Stored records.
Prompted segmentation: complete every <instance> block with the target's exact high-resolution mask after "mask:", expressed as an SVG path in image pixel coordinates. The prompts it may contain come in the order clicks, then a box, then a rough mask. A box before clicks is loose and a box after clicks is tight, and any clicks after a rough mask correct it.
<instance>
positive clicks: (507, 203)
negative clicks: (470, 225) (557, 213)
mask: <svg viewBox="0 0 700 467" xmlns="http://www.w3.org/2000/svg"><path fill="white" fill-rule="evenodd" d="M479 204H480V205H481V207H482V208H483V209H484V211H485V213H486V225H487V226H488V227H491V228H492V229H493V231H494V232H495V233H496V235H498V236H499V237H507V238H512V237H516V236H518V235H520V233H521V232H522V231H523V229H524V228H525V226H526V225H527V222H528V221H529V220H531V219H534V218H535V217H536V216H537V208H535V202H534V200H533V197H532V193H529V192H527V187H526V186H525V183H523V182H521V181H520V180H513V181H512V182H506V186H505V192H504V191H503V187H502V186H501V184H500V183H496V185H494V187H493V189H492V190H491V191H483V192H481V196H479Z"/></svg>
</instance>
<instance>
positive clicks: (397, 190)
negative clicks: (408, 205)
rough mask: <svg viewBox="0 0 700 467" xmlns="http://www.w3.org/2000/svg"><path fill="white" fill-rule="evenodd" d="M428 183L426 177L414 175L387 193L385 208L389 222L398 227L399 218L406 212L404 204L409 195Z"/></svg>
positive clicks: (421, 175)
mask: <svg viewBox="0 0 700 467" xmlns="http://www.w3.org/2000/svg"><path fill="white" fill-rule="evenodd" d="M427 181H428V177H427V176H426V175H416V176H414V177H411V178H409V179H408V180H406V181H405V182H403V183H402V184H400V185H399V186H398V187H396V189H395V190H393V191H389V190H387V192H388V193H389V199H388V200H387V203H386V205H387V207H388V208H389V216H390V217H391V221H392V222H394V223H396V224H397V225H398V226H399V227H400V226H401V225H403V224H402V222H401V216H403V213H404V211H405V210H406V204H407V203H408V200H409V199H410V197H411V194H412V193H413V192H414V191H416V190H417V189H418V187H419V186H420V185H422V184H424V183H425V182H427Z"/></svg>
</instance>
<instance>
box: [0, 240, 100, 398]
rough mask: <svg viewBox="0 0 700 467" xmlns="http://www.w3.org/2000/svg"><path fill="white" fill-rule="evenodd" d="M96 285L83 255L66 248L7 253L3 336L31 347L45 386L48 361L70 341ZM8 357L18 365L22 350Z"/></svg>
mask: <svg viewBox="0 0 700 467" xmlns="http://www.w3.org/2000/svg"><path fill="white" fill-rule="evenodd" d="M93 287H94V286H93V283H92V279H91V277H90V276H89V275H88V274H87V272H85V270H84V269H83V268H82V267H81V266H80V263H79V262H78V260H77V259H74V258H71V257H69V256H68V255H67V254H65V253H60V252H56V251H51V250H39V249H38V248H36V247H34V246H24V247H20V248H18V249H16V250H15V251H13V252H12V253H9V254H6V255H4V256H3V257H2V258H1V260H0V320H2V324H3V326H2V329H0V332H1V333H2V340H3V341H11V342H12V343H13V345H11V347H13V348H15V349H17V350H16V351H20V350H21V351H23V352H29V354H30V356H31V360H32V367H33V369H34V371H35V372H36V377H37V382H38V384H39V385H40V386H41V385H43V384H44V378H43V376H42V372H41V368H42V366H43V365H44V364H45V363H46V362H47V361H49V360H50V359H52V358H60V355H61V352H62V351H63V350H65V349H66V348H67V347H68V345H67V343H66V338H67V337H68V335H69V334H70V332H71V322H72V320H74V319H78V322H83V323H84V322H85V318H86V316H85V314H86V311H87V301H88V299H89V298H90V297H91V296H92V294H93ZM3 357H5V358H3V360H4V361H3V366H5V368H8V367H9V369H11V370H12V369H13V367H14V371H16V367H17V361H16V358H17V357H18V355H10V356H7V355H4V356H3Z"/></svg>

WORK REQUEST. Render everything from the start of the stored records down through the line containing "negative clicks: (470, 225) (557, 213)" as a JSON list of strings, one string per line and no entries for blank lines. Include both ends and nothing after that line.

RESULT BELOW.
[
  "Prompted segmentation: complete every <instance> block with the target's exact high-resolution mask after \"mask:\", expressed as an SVG path in image pixel coordinates. The prompts it may contain come in the order clicks, then a box, then a rough mask. A box before clicks is loose and a box after clicks is tight, and any clicks after a rough mask correct it.",
  "<instance>",
  "positive clicks: (507, 203)",
  "negative clicks: (470, 225) (557, 213)"
]